## VORLIEGENDER AUSZUG
<<<<

Welche Hilfsprojekte im Lausitzer Revier liegen der Staatsregierung besonders am Herzen und warum?

Stephan Rohde: Für das Lausitzer Revier haben wir insgesamt sieben herausragende Projekte identifiziert. Dazu gehören neben der ICE-Verbindung nach Berlin die Elektrifizierung der Strecken von Dresden nach Görlitz und weiter nach Zittau, der sechsstreifige Ausbau der A 4 von Dresden bis zur Grenze, eine leistungsfähige Straßenverbindung vom mitteldeutschen Revier in die Lausitz – die sogenannte Milau – und von der A 4 zur A 13 sowie Forschungseinrichtungen wie beispielsweise das deutsch-polnische Institut für Systemforschung Casus in Görlitz.

Wann werden voraussichtlich die ersten Tranchen der Strukturwandel-Millionen in die Region fließen?

Stephan Rohde: Wir rechnen damit, dass nach einer zügigen Verabschiedung des Gesetzes und der entsprechenden Förderrichtlinien in 2020 für erste Projekte Anträge bearbeitet werden können. Aber schon jetzt sind wichtige Innovationen auf den Weg gebracht, wie zum Beispiel das 5G-Forschungsfeld der TU Dresden in der Lausitz.

Nicht nur die Braunkohleindustrie ist vom Wandel der Zeit betroffen, sondern auch die Zulieferer der Autohersteller, von denen es in der Oberlausitz ebenfalls so einige gibt. Welcher Umbruch steht diesem Wirtschaftszweig ins Haus und wie unterstützt der Freistaat in dem Punkt?

Stephan Rohde: Studien im Auftrag des Staatsministeriums für Wirtschaft, Arbeit und Verkehr haben ergeben, dass bei der Umstellung auf Elektromobilität über 250 Fahrzeug-Komponenten entfallen, verändert werden oder neu hinzukommen. Das stellt besonders die Zulieferindustrie vor große Herausforderungen. Unter Berücksichtigung aller Aspekte ergibt sich für ein Szenario von 40 Prozent an E-Fahrzeugen im Jahr 2030 ein Beschäftigungsrückgang von maximal zwei Prozent. Diese gute Nachricht darf aber nicht darüber hinwegtäuschen, dass dieser Strukturwandel mit massiven brancheninternen Umwälzungen verbunden sein wird.
Der Antriebsbereich verliert 20 Prozent seiner Beschäftigung, der Elektronik-Bereich wächst um 17 Prozent. Der Freistaat unterstützt mit der Kompetenzstelle Effiziente Mobilität Sachsen bei der SAENA die Vernetzung der Akteure auch mit der traditionellen Automobilzulieferindustrie und zeigt Perspektiven für zukünftige Wertschöpfung auf.

Welche wirtschaftliche Entwicklung in der Oberlausitz ist in welchem Zeitraum zu erwarten und was bedeutet das für die Entwicklung der Arbeitslosenzahlen in der Region?

>>>>

## AUFGABENSTELLUNG
Bitte nennen Sie alle Prozentangaben aus dem Interview zum Strukturwandel in der Lausitz und geben Sie jeweils an, worauf sie sich beziehen. Die nachstehenden Zeilen spielen dafür keine Rolle.

## BEREITGESTELLTES MATERIAL
<<<<

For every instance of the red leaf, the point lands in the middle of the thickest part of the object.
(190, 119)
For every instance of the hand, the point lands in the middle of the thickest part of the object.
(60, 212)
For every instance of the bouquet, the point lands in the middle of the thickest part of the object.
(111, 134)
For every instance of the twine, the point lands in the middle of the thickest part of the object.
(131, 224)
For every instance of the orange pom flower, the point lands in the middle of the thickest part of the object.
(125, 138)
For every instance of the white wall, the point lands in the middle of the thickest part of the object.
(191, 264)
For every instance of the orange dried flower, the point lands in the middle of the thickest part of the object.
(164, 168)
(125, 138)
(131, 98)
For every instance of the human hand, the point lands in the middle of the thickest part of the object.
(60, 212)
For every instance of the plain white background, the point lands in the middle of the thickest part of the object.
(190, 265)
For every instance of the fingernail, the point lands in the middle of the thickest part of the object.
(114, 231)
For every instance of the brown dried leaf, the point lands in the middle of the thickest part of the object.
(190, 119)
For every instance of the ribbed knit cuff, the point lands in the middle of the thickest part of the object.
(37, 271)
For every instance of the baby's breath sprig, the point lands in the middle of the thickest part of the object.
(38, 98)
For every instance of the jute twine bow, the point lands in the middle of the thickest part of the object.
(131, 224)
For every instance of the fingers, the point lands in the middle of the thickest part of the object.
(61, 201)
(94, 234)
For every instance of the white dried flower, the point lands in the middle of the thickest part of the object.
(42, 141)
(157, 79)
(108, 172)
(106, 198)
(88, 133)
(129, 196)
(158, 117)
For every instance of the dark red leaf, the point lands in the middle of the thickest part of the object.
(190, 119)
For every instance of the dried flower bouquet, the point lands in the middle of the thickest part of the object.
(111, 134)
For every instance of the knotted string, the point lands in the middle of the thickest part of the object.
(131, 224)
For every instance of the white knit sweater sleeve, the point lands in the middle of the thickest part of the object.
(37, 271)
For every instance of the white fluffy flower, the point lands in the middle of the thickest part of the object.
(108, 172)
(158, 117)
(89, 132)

>>>>

## ANTWORT
- 40 Prozent: Anteil an E-Fahrzeugen im angenommenen Szenario für das Jahr 2030
- zwei Prozent: maximaler Beschäftigungsrückgang in diesem Szenario
- 20 Prozent: Beschäftigungsverlust im Antriebsbereich
- 17 Prozent: Wachstum des Elektronik-Bereichs